Entries locating objects in images
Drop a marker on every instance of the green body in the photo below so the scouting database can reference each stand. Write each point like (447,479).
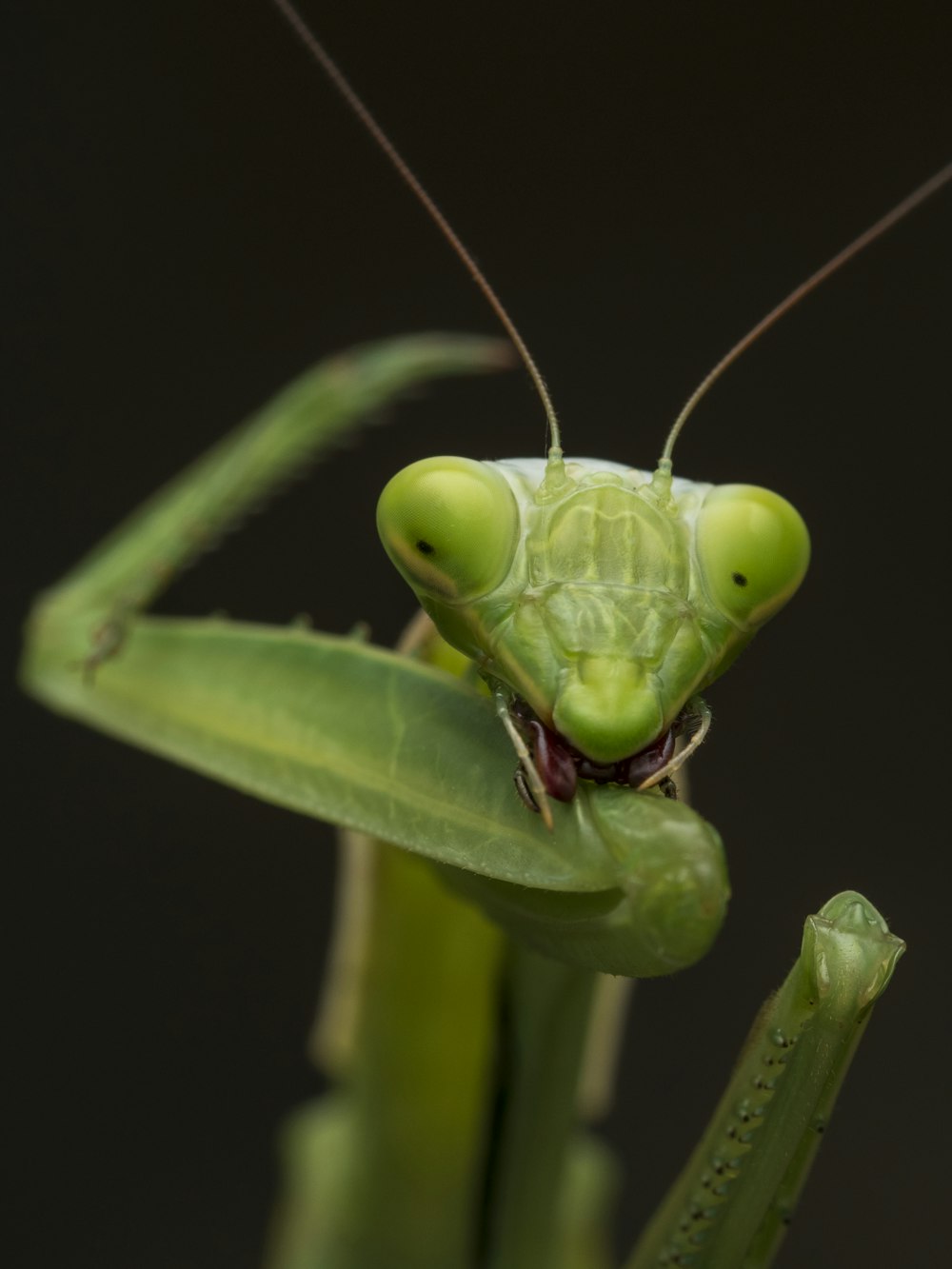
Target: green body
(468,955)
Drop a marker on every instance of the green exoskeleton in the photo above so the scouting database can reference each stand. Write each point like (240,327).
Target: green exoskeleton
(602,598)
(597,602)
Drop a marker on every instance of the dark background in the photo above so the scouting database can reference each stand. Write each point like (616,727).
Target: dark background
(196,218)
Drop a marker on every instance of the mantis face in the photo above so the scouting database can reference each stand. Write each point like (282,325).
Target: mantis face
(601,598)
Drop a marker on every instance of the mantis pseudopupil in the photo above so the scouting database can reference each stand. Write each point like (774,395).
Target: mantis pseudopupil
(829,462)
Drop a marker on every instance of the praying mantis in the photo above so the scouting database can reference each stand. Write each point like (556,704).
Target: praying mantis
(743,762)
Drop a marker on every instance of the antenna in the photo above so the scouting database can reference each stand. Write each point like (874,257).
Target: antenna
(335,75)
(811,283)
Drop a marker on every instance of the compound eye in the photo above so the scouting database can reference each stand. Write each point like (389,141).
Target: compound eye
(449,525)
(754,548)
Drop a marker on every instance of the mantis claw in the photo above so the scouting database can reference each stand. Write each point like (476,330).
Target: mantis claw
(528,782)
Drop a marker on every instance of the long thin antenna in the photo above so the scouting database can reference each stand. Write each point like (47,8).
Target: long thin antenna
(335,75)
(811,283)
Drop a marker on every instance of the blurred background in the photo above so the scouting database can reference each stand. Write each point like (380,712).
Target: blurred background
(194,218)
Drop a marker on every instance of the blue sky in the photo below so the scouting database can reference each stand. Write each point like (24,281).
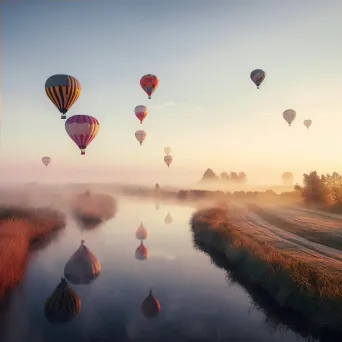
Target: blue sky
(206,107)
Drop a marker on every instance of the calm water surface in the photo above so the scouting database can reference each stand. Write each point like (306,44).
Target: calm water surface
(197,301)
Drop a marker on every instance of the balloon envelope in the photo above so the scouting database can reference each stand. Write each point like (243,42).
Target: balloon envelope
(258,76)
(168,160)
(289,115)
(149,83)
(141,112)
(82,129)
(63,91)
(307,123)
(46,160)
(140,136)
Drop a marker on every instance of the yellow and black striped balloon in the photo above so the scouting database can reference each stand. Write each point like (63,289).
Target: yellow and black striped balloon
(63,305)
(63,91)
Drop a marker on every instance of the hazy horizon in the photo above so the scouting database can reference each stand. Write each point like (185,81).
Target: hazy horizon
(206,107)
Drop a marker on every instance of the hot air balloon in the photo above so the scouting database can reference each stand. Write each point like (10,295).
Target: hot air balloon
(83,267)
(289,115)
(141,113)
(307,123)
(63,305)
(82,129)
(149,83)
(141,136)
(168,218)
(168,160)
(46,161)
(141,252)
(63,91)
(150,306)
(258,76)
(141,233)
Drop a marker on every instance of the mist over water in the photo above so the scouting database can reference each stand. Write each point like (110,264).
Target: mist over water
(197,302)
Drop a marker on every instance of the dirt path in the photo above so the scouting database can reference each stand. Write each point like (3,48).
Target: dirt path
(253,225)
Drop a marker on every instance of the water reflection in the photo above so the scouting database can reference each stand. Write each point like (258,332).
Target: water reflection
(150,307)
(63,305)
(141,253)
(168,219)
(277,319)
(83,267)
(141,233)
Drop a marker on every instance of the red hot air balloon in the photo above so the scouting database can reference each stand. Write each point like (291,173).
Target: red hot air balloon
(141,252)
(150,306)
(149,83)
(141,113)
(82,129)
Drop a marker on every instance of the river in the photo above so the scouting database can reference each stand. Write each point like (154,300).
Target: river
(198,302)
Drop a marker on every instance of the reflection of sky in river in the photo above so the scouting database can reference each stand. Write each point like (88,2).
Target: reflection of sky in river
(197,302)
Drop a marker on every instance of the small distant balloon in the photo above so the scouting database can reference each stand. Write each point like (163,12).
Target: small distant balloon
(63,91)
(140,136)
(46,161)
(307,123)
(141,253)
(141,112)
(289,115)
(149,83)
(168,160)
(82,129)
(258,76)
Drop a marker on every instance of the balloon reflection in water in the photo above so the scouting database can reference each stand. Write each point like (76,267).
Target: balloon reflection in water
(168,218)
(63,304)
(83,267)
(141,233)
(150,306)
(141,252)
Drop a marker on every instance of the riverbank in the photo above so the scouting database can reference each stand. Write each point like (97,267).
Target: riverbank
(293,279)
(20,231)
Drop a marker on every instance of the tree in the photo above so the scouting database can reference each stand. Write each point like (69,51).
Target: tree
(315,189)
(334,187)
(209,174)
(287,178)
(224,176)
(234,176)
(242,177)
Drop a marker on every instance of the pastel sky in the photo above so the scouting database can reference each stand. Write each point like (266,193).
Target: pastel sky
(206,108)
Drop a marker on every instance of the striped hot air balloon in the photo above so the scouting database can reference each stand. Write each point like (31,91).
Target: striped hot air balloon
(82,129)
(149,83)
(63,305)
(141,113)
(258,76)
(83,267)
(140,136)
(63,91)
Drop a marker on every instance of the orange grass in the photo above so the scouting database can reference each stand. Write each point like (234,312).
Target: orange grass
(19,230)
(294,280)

...

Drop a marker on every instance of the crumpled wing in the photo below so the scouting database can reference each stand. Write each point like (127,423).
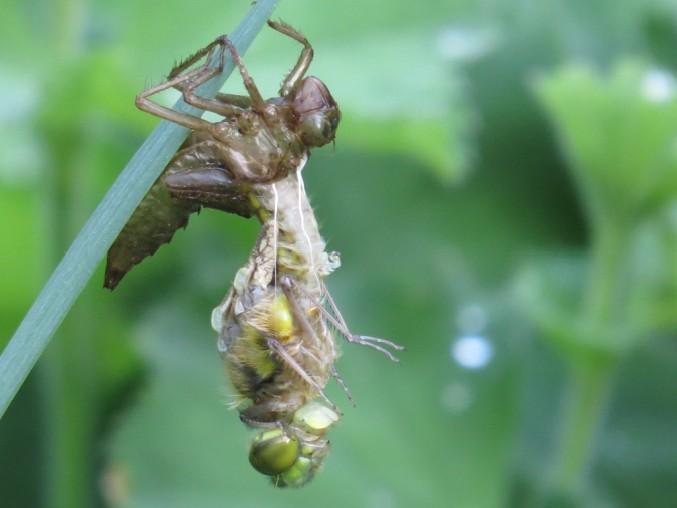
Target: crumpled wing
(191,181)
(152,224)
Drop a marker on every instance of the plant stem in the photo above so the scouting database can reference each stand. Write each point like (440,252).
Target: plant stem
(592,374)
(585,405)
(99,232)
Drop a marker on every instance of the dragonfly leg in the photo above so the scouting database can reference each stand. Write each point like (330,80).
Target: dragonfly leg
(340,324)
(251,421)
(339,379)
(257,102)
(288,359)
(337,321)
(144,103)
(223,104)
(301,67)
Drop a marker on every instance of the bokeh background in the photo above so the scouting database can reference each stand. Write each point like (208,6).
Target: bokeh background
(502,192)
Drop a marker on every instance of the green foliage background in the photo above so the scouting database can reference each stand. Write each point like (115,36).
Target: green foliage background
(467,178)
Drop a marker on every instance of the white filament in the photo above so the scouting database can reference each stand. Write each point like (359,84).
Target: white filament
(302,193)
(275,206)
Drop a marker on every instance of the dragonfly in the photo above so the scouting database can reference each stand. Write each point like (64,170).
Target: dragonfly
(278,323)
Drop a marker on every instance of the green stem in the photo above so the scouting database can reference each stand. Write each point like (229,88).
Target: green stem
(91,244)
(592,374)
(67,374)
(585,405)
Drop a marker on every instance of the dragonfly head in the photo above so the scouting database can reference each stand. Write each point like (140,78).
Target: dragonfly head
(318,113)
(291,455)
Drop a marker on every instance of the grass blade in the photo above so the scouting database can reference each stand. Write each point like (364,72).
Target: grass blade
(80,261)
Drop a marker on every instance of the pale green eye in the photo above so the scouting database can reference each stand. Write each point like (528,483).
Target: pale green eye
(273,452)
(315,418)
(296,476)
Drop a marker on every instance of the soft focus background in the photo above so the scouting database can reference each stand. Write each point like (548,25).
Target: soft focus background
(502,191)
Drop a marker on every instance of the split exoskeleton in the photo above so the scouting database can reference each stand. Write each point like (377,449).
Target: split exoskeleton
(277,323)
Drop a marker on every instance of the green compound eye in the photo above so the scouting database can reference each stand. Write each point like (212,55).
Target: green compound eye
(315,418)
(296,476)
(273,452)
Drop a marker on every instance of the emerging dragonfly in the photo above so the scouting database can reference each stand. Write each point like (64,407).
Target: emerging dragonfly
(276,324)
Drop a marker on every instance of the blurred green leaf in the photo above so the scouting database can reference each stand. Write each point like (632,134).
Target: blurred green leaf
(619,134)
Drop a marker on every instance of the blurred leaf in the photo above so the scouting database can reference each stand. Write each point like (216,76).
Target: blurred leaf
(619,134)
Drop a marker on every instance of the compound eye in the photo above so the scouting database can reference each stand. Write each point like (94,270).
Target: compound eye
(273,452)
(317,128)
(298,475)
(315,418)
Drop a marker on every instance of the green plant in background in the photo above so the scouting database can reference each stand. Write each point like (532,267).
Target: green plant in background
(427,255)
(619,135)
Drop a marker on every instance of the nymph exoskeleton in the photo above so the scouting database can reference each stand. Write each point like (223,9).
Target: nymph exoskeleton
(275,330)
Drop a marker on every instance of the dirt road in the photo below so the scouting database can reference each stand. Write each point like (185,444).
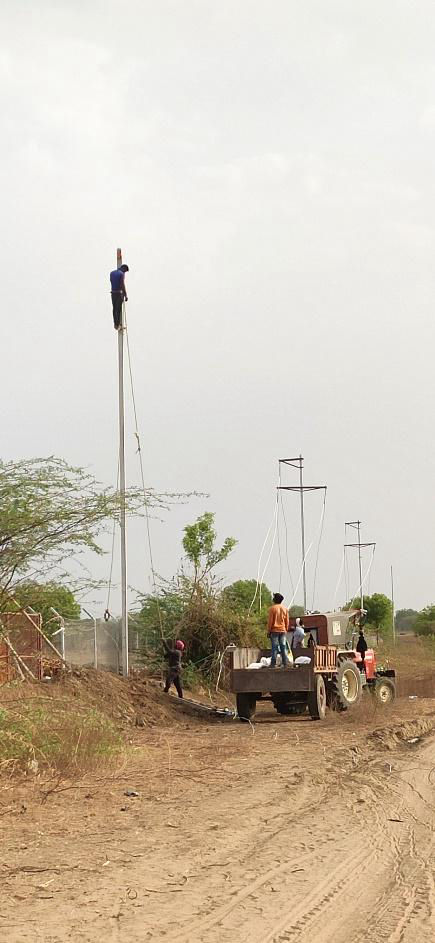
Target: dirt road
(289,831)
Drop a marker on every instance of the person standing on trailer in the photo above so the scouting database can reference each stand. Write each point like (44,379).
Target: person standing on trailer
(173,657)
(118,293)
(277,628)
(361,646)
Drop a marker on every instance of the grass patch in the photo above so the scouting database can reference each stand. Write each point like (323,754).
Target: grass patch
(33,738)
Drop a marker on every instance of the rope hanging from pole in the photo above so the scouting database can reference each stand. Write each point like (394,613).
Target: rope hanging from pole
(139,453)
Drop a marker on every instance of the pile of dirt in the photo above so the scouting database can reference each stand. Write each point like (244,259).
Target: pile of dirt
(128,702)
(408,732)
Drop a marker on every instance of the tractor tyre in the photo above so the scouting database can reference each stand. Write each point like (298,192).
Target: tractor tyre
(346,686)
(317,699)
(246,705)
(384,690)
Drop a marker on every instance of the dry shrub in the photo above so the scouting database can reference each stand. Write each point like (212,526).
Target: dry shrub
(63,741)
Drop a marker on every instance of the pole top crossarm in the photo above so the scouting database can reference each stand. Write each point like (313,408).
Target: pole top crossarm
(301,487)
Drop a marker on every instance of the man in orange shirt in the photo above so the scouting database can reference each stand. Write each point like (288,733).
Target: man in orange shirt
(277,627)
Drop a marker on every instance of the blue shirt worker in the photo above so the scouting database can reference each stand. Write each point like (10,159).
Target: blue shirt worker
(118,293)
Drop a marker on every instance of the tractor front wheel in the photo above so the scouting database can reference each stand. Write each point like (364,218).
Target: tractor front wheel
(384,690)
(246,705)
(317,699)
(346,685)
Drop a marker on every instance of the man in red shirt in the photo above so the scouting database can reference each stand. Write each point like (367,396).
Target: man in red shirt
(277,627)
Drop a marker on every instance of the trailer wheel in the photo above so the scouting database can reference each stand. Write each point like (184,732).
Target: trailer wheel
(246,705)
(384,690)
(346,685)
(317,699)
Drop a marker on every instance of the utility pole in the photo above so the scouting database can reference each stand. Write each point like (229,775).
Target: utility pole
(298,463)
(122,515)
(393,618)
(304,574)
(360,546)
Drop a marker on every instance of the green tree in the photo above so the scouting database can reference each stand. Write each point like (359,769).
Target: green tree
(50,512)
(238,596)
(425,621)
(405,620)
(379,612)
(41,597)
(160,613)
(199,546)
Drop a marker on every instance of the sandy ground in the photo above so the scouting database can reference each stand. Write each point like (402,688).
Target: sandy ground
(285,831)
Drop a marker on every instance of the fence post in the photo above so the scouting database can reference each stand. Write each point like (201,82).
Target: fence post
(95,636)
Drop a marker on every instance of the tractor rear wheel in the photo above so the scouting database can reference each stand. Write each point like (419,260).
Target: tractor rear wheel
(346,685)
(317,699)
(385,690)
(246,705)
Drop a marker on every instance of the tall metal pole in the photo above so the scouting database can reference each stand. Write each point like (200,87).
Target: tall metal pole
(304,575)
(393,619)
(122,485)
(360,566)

§ **TASK TO CARRY OUT**
From the lines above, pull out each one containing the string "filament" and copy it unchanged.

§ **TASK OUTPUT**
Drop a marker on every instance of the white filament in the photo above so the scouting database can reference each stand. Write each point like (359,84).
Target: white filament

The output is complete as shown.